§ Material shown
-- Opening Marker --
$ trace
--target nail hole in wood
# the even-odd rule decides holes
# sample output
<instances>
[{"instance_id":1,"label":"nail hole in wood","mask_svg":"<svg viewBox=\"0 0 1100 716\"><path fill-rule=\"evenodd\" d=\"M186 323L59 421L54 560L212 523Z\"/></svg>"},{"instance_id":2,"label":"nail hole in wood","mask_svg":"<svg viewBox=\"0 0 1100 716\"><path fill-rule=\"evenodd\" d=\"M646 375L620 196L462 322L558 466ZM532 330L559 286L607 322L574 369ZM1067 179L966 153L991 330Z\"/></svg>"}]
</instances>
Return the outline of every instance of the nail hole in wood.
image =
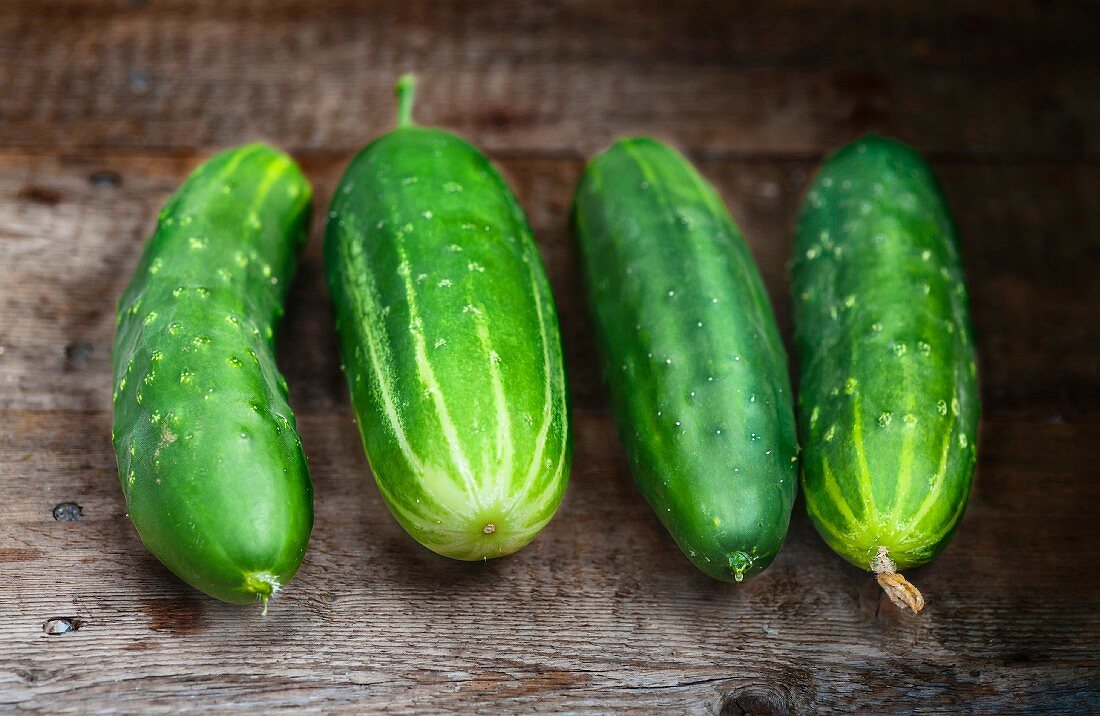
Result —
<instances>
[{"instance_id":1,"label":"nail hole in wood","mask_svg":"<svg viewBox=\"0 0 1100 716\"><path fill-rule=\"evenodd\" d=\"M102 171L92 172L91 174L89 174L88 183L94 187L99 187L100 189L114 189L115 187L122 184L122 177L119 176L118 172L104 169Z\"/></svg>"},{"instance_id":2,"label":"nail hole in wood","mask_svg":"<svg viewBox=\"0 0 1100 716\"><path fill-rule=\"evenodd\" d=\"M65 370L73 370L74 368L86 363L88 357L92 355L92 347L87 343L70 343L65 346Z\"/></svg>"},{"instance_id":3,"label":"nail hole in wood","mask_svg":"<svg viewBox=\"0 0 1100 716\"><path fill-rule=\"evenodd\" d=\"M84 514L84 508L75 502L62 502L53 508L53 518L58 522L74 522Z\"/></svg>"},{"instance_id":4,"label":"nail hole in wood","mask_svg":"<svg viewBox=\"0 0 1100 716\"><path fill-rule=\"evenodd\" d=\"M49 636L61 636L62 634L74 632L82 626L84 626L84 622L76 617L53 617L43 622L42 631Z\"/></svg>"}]
</instances>

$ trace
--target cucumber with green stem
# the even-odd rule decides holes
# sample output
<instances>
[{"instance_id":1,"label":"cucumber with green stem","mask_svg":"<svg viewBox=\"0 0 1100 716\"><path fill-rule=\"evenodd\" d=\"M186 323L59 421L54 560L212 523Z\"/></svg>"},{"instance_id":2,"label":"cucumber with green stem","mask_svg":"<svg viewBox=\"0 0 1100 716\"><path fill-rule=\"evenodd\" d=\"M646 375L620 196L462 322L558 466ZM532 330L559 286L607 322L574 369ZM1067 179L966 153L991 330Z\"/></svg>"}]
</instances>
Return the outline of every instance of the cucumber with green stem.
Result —
<instances>
[{"instance_id":1,"label":"cucumber with green stem","mask_svg":"<svg viewBox=\"0 0 1100 716\"><path fill-rule=\"evenodd\" d=\"M195 588L265 613L313 525L273 345L310 197L262 144L202 164L160 213L112 353L112 439L142 542Z\"/></svg>"},{"instance_id":2,"label":"cucumber with green stem","mask_svg":"<svg viewBox=\"0 0 1100 716\"><path fill-rule=\"evenodd\" d=\"M565 492L572 437L554 300L527 219L473 146L412 121L351 162L325 263L386 505L455 559L515 552Z\"/></svg>"}]
</instances>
-- Closing Marker --
§ Required work
Recopy the full listing exactly, passing over any picture.

§ Expected output
$ trace
--target nail hole in wood
# the even-odd rule decides holes
# sample output
<instances>
[{"instance_id":1,"label":"nail hole in wood","mask_svg":"<svg viewBox=\"0 0 1100 716\"><path fill-rule=\"evenodd\" d=\"M186 323L59 421L54 560L212 523Z\"/></svg>"},{"instance_id":2,"label":"nail hole in wood","mask_svg":"<svg viewBox=\"0 0 1100 716\"><path fill-rule=\"evenodd\" d=\"M646 375L620 196L462 322L558 466ZM532 330L559 286L607 322L574 369ZM1067 179L966 153L991 330Z\"/></svg>"}]
</instances>
Return the outline of every instance of the nail hole in wood.
image =
Result —
<instances>
[{"instance_id":1,"label":"nail hole in wood","mask_svg":"<svg viewBox=\"0 0 1100 716\"><path fill-rule=\"evenodd\" d=\"M102 171L92 172L91 174L89 174L88 183L94 187L99 187L100 189L114 189L115 187L122 184L122 177L119 176L118 172L104 169Z\"/></svg>"},{"instance_id":2,"label":"nail hole in wood","mask_svg":"<svg viewBox=\"0 0 1100 716\"><path fill-rule=\"evenodd\" d=\"M65 370L73 370L74 368L86 363L88 357L92 355L92 347L87 343L70 343L65 346Z\"/></svg>"},{"instance_id":3,"label":"nail hole in wood","mask_svg":"<svg viewBox=\"0 0 1100 716\"><path fill-rule=\"evenodd\" d=\"M84 514L84 508L75 502L62 502L53 508L53 518L58 522L74 522Z\"/></svg>"},{"instance_id":4,"label":"nail hole in wood","mask_svg":"<svg viewBox=\"0 0 1100 716\"><path fill-rule=\"evenodd\" d=\"M49 636L61 636L62 634L74 632L82 626L84 626L84 622L76 617L53 617L43 622L42 631Z\"/></svg>"}]
</instances>

$ trace
--target cucumber with green stem
# the even-odd rule decides holes
# sample output
<instances>
[{"instance_id":1,"label":"cucumber with green stem","mask_svg":"<svg viewBox=\"0 0 1100 716\"><path fill-rule=\"evenodd\" d=\"M186 323L59 421L54 560L212 523Z\"/></svg>"},{"instance_id":2,"label":"cucumber with green stem","mask_svg":"<svg viewBox=\"0 0 1100 716\"><path fill-rule=\"evenodd\" d=\"M646 375L620 196L462 322L558 466ZM532 330L559 286L607 322L574 369ZM1067 179L966 153L991 330Z\"/></svg>"}]
</instances>
Return the outline of every instance of the cucumber with green stem.
Result —
<instances>
[{"instance_id":1,"label":"cucumber with green stem","mask_svg":"<svg viewBox=\"0 0 1100 716\"><path fill-rule=\"evenodd\" d=\"M195 588L265 613L313 525L273 345L310 197L262 144L202 164L160 213L112 353L112 439L142 542Z\"/></svg>"},{"instance_id":2,"label":"cucumber with green stem","mask_svg":"<svg viewBox=\"0 0 1100 716\"><path fill-rule=\"evenodd\" d=\"M565 492L572 437L554 300L527 219L473 146L412 121L351 162L325 263L386 505L455 559L515 552Z\"/></svg>"}]
</instances>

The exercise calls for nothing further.